## START EXTRACT PROVIDED

Eyjolfur K. Emilsson is Professor of Ancient Philosophy at the University of Oslo. He lives with his wife, an architect, and their teenage son in a converted eighteenth century farmhouse in Oslo. I took advantage of a holiday in Norway to visit him with a view to discussing Plotinian matters in general and his own interest in the Enneads in particular. Although informal, the conversation was of such a level of interest that it seemed worth summarising the main points for the benefit of readers of this journal.
Suzanne Stern-Gillet: How did you come to Plotinus?
EKE: By a somewhat circuitous route. I entered the University of Iceland in Reykjavik in 1973 as a student of philosophy and French language and literature, but quickly switched off from French to Classics, where I felt much happier. My study of French, although brief, gave me a useful working knowledge of the language in which so much has been published on Neoplatonism.
SSG: When did you decide to specialise in ancient philosophy?
EKE: Pretty much at the end of my undergraduate around 1976 studies as I was working on my undergraduate dissertation on Plato’s ethics, which included a translation of the Gorgias, Previously, I had some notion of becoming a painter, but, in the end, ancient philosophy won. But I still like to paint.
SSG: How and why did you develop an interest in Plotinus?
EKW: I entered the program in classical philosophy at Princeton in 1977. My hope at the time was to be supervised by Gregory Vlastos and work on Plato’s ethics. As it turned out, Vlastos had left Princeton when I arrived and had been replaced by Michael Frede whom I had never heard of. I soon learnt that this was not such a bad replacement. At the time, Michael somewhat discouraged his graduate students from concentrating on Plato and Aristotle for their doctoral theses on the ground that the chances of coming up with something new and interesting in the course of two years’ work or so were dim. I was by then happy to take that challenge. Michael suggested various authors and topics in the later Classical tradition, none of which struck a chord with me. At that point, Plotinus’s name was mentioned. “Had I read any of the tractates?” Michael asked. I had not and, rather than dismissing the suggestion out of hand, I went to the library, borrowed a copy of the Enneads and read tractate iii 6  (On the Impassibility of the Bodiless).

## END EXTRACT PROVIDED
## START PROVIDED MATERIAL

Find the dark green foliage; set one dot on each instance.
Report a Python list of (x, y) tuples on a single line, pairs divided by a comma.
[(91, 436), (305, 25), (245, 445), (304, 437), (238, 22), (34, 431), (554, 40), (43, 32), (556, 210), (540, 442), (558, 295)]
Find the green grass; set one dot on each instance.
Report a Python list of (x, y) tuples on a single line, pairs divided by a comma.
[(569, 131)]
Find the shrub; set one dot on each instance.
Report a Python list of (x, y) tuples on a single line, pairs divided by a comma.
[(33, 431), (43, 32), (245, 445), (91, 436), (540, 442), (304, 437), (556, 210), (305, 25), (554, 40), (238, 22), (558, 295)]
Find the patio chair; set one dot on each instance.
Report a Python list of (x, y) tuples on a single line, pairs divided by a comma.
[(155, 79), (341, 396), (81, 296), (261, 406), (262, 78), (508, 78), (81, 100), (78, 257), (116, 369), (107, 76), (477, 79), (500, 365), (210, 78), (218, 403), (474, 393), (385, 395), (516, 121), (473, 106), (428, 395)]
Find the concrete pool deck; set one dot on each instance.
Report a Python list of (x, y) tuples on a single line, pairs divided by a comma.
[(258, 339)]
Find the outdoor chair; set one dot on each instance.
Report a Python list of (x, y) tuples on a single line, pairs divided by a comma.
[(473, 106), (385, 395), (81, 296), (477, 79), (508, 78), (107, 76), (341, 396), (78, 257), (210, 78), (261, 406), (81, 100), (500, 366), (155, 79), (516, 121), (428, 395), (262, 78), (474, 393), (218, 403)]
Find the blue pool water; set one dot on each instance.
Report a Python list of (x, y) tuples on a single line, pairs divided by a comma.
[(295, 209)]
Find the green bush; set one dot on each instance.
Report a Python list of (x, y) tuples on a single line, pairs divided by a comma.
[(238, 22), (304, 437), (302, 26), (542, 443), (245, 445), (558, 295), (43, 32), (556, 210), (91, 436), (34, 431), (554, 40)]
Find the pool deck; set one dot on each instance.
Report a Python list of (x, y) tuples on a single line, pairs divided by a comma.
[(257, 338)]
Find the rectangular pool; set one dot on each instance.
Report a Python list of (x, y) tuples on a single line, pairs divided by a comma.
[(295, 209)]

## END PROVIDED MATERIAL

Carry on the interview about Plotinus from its last sentence. The rows have nothing to do with the interview about Plotinus.

=== TASK RESPONSE ===
SSG: Although it is often said that the systematic nature of Plotinus’ thought makes any tractate as suitable a point of entry into his philosophy as any other, iii 6  does not seem an obvious place to begin reading the Enneads. The argument is intricate and, on the face of it, highly counter-intuitive. Why did you choose it?
EKE: As I recall it, there was at once an immediate fascination mixed with frustration, but fascination was by far the stronger reaction and I agreed on sense-perception in Plotinus as a doctoral topic.
SSG: Was the dissertation the basis of your first book, Plotinus on Sense-Perception: A Philosophical Study (Cambridge, 1988)?
EKE: It was. In the meantime, however, I had returned to Reykjavik and taken a temporary position at the University there. It was then that I embarked on the translation of the Republic into Icelandic. My translation of the Gorgias was already published. Both translations, I am glad to say, remain in print to this day, and have actually been reprinted a few times.
SSG: When did you come to Oslo?
A.: In 1993 I was offered a lectureship at the University of Oslo for a semester, a lectureship that was extended until I secured a full-time permanent appointment and was finally made a full professor in the Department of Philosophy, Classics, History of Art and Ideas—well, it was called Department of Philosophy during my first years there.
SSG: The subtitle of your book on sense-perception tells the reader that your interest in the thought of Plotinus and the text of the Enneads is mostly philosophical. That impression is confirmed by the publication of your next book, Plotinus on Intellect (Oxford, 2007). Although you do not as a rule shy away from discussing the intricacies of Plotinus’ syntax and exegetical cruces as they occur in the text, it is nonetheless clear that you do so in order to achieve a better understanding of the philosophical issues involved. Furthermore, it seems to me that you always take care to keep your philosophical distance from Plotinus’ views. You do this by refusing to be locked in the sheer intricacies of the system and by asking basic, seemingly elementary, questions of it. This approach is seen to best advantage, or so it seems to me, in your latest book, Plotinus (Routledge, 2017),1 which is both an introduction to Plotinus and a ‘state of the question’ book. Would you comment on this particular aspect of your strategy in handling Plotinus’ text? How deliberate is it? Could it be a reflection of your analytical training in philosophy?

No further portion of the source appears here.